Aim: Update the material below by replacing every "field scouting" with "image annotation" and keeping everything else unchanged. Leave the pictures out of your answer.

(Extracted data entries)
======

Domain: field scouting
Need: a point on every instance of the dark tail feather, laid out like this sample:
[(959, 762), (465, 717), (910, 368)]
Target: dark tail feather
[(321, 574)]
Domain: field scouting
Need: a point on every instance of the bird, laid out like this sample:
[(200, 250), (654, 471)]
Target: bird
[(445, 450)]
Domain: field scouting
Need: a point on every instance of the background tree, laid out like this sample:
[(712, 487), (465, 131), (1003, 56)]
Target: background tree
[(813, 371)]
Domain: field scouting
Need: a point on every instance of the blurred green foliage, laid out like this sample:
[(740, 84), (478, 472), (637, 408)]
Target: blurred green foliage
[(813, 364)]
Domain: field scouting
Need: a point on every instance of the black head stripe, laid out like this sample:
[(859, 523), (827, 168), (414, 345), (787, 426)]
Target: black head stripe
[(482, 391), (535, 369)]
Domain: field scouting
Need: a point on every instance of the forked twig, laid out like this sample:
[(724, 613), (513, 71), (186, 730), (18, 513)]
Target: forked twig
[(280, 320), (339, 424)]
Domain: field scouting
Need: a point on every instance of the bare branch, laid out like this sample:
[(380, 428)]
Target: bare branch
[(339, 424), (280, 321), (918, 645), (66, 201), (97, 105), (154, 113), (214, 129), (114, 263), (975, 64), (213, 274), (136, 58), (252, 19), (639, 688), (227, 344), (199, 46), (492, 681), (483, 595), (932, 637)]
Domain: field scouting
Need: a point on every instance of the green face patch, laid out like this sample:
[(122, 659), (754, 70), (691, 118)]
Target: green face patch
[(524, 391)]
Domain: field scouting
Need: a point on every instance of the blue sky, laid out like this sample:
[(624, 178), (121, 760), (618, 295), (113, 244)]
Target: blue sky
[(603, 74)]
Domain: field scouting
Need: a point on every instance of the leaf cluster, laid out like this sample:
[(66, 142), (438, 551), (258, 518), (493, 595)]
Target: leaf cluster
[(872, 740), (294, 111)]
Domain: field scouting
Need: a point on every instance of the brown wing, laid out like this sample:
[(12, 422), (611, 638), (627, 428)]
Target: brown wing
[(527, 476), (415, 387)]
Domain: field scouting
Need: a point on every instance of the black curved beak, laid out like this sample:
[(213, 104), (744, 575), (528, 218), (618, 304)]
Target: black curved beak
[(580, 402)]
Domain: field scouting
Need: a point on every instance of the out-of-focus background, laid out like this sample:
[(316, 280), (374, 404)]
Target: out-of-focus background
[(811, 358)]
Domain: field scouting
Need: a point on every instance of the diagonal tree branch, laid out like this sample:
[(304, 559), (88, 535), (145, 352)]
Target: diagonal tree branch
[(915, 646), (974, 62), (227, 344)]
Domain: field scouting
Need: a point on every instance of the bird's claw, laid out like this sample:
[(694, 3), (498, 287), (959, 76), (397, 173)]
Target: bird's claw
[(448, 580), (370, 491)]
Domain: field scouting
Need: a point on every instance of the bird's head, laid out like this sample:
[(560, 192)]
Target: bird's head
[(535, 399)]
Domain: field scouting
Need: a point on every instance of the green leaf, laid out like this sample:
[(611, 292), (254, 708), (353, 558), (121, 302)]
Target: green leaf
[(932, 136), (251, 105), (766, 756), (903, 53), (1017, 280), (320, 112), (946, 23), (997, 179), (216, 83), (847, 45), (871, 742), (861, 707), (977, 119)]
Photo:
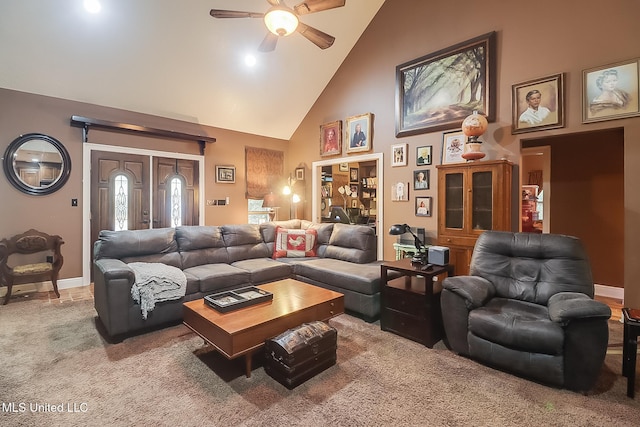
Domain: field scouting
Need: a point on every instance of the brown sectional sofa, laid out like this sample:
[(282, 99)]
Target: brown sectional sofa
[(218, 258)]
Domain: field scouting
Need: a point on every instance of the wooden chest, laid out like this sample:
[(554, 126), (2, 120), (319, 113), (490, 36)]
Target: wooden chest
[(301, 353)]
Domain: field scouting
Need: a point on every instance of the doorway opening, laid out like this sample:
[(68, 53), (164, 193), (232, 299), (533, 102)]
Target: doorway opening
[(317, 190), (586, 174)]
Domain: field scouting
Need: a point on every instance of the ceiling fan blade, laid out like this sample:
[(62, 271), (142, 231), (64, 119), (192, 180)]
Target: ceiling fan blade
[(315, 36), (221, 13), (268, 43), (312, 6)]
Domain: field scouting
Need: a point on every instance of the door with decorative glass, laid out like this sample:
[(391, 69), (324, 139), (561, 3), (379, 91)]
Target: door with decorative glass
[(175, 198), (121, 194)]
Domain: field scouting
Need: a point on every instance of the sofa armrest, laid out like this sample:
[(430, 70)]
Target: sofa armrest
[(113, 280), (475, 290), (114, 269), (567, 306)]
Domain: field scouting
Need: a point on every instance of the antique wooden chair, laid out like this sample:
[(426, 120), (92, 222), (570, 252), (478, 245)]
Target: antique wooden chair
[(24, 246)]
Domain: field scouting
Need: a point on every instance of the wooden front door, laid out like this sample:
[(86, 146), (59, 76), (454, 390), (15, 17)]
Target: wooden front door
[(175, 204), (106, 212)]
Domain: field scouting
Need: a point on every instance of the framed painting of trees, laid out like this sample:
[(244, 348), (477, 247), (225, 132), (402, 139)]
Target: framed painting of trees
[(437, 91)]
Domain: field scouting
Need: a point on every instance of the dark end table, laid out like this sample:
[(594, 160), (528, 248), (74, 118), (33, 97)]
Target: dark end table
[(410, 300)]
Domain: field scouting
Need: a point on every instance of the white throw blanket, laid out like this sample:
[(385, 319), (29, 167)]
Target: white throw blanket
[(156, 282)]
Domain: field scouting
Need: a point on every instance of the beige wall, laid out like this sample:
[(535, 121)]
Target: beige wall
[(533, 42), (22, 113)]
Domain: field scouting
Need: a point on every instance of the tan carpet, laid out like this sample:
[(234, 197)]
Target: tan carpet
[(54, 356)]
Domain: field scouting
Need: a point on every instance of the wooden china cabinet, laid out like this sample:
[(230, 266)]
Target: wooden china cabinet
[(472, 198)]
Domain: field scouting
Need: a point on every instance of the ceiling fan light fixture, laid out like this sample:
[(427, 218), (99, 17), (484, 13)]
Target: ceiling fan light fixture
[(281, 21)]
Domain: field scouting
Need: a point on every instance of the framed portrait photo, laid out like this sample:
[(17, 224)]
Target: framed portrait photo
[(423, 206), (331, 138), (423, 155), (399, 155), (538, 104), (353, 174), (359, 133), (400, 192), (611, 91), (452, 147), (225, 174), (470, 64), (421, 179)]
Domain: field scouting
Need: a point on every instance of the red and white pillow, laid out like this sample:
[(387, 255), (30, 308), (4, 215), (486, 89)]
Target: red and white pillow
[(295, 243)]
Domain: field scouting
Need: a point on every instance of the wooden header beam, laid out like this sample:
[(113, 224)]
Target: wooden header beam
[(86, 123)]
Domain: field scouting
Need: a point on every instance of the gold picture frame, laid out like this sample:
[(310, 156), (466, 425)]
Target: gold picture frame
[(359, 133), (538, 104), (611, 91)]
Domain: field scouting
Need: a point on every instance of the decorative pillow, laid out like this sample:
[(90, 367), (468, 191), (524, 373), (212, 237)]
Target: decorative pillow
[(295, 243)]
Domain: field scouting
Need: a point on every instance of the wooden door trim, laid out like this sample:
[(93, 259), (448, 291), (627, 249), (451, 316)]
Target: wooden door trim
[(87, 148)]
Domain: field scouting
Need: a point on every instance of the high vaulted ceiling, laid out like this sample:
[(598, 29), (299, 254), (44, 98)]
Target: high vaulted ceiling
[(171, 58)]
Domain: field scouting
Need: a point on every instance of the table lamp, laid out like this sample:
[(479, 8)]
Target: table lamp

======

Task solution:
Domain: image annotation
Need: a point on every instance of the dark tail feather, laid out like this sample:
[(959, 762), (465, 717), (910, 368)]
Target: dark tail feather
[(321, 574)]
Domain: image annotation
Need: a point on every instance of the bird, laid out like this sample:
[(200, 250), (654, 471)]
Target: bird
[(445, 450)]
Domain: image annotation
Need: a point on every instance of the background tree, laid out like this sample:
[(712, 487), (465, 131), (1003, 56)]
Target: background tree
[(813, 371)]
Domain: image annotation
Need: a point on every instance of the blurred green foliage, laid out like this sample:
[(740, 84), (478, 472), (637, 408)]
Target: blurred green foliage
[(813, 364)]
Domain: image annotation
Need: a point on every instance of the black head stripe, laid out like this sample:
[(859, 523), (827, 168), (414, 345), (787, 426)]
Target: black head stripe
[(482, 391), (535, 369)]
Domain: image annotation
Need: a point on every instance of the forked twig, laid out like this sample:
[(724, 613), (513, 71), (186, 730), (18, 513)]
Target: forked twig
[(280, 320), (339, 424)]
Domain: image annotation
Need: a point on every instance of the bare branch, laid out like this sample:
[(380, 428)]
Target: bare branch
[(339, 424), (280, 321), (918, 645), (66, 201), (97, 105), (154, 113), (214, 129), (114, 263), (975, 64), (213, 274), (136, 58), (252, 19), (639, 688), (227, 344), (199, 46), (492, 681), (483, 595), (932, 637)]
Domain: image annotation
Need: a point on every instance of the green face patch, laid out like this sample:
[(122, 659), (754, 70), (691, 118)]
Target: green face patch
[(524, 391)]
Domain: image annotation
Need: a point on every instance of the blue sky, laid out like this sample:
[(624, 178), (121, 760), (618, 295), (113, 244)]
Target: blue sky
[(603, 74)]
Domain: image annotation
Need: a point on every instance of the leaf cluster, laid out like this sample:
[(66, 142), (438, 551), (258, 518), (493, 595)]
Target: leaf cluster
[(872, 740), (294, 111)]
Domain: image annotation
Need: a point on every instance of the brown wing, laid out like this sample:
[(12, 422), (611, 638), (627, 428)]
Target: brown wing
[(527, 476), (415, 387)]
Domain: image annotation
Need: a point on every instance of the black curved beak, laid out like this sample:
[(213, 104), (744, 575), (528, 218), (618, 304)]
Target: black curved beak
[(580, 402)]
Domain: image annotation
Need: a point on every instance of the out-of-focus background, laid out like this sample:
[(316, 280), (374, 404)]
Target: out-of-focus background
[(811, 358)]
Domain: image annotation
Need: a point on every instance of the diagonal tree branch, laid out like this sample:
[(304, 559), (88, 535), (145, 352)]
Target: diagonal tree branch
[(915, 646), (974, 62), (227, 344)]
Domain: image annotation
Need: a point on every instance of the bird's claw, laid out like this sample:
[(694, 3), (498, 287), (959, 76), (397, 173)]
Target: bird's claw
[(448, 580), (370, 491)]
Domain: image annotation
Need: a point on every instance of the bird's head, laid out like this sample:
[(560, 192)]
Target: bird's head
[(535, 399)]
Domain: image annotation
Need: a point on every instance of the green leaf, laid out like this sample:
[(611, 292), (254, 708), (353, 558), (121, 302)]
Target: green leaf
[(932, 136), (251, 105), (766, 756), (903, 53), (1017, 280), (320, 112), (946, 23), (997, 179), (216, 83), (847, 45), (871, 742), (861, 707), (977, 119)]
Photo:
Domain: image annotation
Need: a point on every instance of the brown sectional sofa, laid out like this sample:
[(282, 99)]
Target: brown sectional sofa
[(218, 258)]
Domain: image annotation
Need: a point on every instance of the wooden chest, laid out like this sample:
[(554, 126), (2, 120), (319, 113), (490, 36)]
Target: wooden chest
[(301, 353)]
Domain: image annotation
Need: a point on every instance of the doorway opening, laid out like this sample:
[(68, 53), (164, 193), (232, 299), (533, 102)]
Target: doorway opening
[(317, 190), (586, 174)]
Domain: image annotation
Need: a point on every instance of the ceiling fan blade, laid out like this sample:
[(62, 271), (142, 231), (64, 119), (192, 180)]
Target: ceiling fan blade
[(315, 36), (221, 13), (268, 43), (312, 6)]
Domain: image annotation
Need: a point on every instance of the door with decorative glass, laid out like this sample:
[(391, 69), (324, 139), (561, 3), (379, 91)]
Target: door with decorative glass
[(175, 198), (121, 194)]
Domain: image annotation
Need: a point on every instance of the sofa armrest, laid out like this sample:
[(430, 70)]
Target: sofa armrest
[(113, 280), (475, 290), (114, 269), (567, 306)]
Domain: image annotation
Need: a point on every instance of the antique wooden chair, laid out like this sample:
[(426, 120), (92, 222), (570, 252), (478, 245)]
Target: antique wooden chair
[(24, 246)]
Domain: image annotation
Need: a point on every instance of the wooden front door, laid out like this sample:
[(86, 146), (59, 76), (454, 390), (15, 17)]
Target: wooden front door
[(175, 204), (106, 212)]
Domain: image annotation
Need: a point on every instance of the framed painting of trees, laid out like this sample:
[(244, 348), (477, 247), (225, 132), (402, 139)]
Target: framed painting of trees
[(437, 91)]
Domain: image annotation
Need: a point on every instance of the dark end table, laid out like this sample:
[(594, 160), (528, 248), (74, 118), (33, 97)]
Target: dark end table
[(410, 300)]
Domain: image annotation
Need: a point on every instance of the white throw blanket, laid out like this sample:
[(385, 319), (29, 167)]
Target: white throw blanket
[(156, 282)]
Domain: image annotation
Need: a point on every instance of the beige wall, laid out like this sample:
[(535, 121)]
Target: beige wall
[(533, 42), (22, 113)]
Domain: image annotation
Need: a point on every instance of the tan carpet, laid out like this sample:
[(234, 197)]
Target: tan carpet
[(54, 356)]
Domain: image annotation
Need: a point on every instance of the wooden china cabinet, laid out like this sample:
[(230, 266)]
Target: wooden china cabinet
[(472, 198)]
Domain: image annotation
Need: a point on every instance of the ceiling fan light fixture, laid out like this sample:
[(427, 218), (99, 17), (484, 13)]
Target: ceiling fan light fixture
[(281, 21)]
Domain: image annotation
Need: a point on every instance of the framed portrait photo, laid out like this sample:
[(17, 224)]
Target: framed portrait photo
[(423, 206), (331, 138), (423, 155), (399, 155), (538, 104), (353, 174), (359, 133), (400, 192), (611, 91), (452, 147), (225, 174), (470, 64), (421, 179)]
Domain: image annotation
Need: a point on every instance of the red and white pillow, laid out like this sample:
[(387, 255), (30, 308), (4, 215), (486, 89)]
Target: red and white pillow
[(295, 243)]
Domain: image annotation
Need: a point on every instance of the wooden header beam, laid out like this sample:
[(113, 224)]
Target: wooden header beam
[(86, 123)]
Domain: image annotation
Need: a point on every instance of the gold picture frame, laid out like this sample:
[(310, 156), (466, 425)]
Target: gold picture frame
[(359, 133), (538, 104), (611, 91)]
Domain: image annotation
Need: a point on every instance of the decorative pillow, laid out like this sample:
[(90, 367), (468, 191), (524, 373), (212, 237)]
Target: decorative pillow
[(295, 243)]
Domain: image annotation
Need: a point on every instance of the wooden door trim, laid out like this sample:
[(93, 259), (448, 291), (627, 249), (451, 316)]
Target: wooden door trim
[(87, 148)]
Domain: image annotation
Need: a point on every instance of the high vaulted ceiling, laid out like this sample:
[(598, 29), (299, 254), (44, 98)]
Target: high vaulted ceiling
[(171, 58)]
Domain: image annotation
Need: a point on every instance of the table lamp, laid out like this sample:
[(479, 8)]
Target: table lamp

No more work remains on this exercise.